**Problem to solve**
Update the lines below by changing every "white" to "pale" and leaving everything else unchanged.

**The data**
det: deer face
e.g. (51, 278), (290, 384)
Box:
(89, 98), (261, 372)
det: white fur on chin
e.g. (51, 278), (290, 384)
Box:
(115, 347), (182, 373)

**Task response**
det: deer face
e.g. (51, 278), (290, 384)
Box:
(89, 98), (261, 372)
det: pale fur on chin
e.g. (51, 278), (290, 384)
Box:
(115, 347), (182, 373)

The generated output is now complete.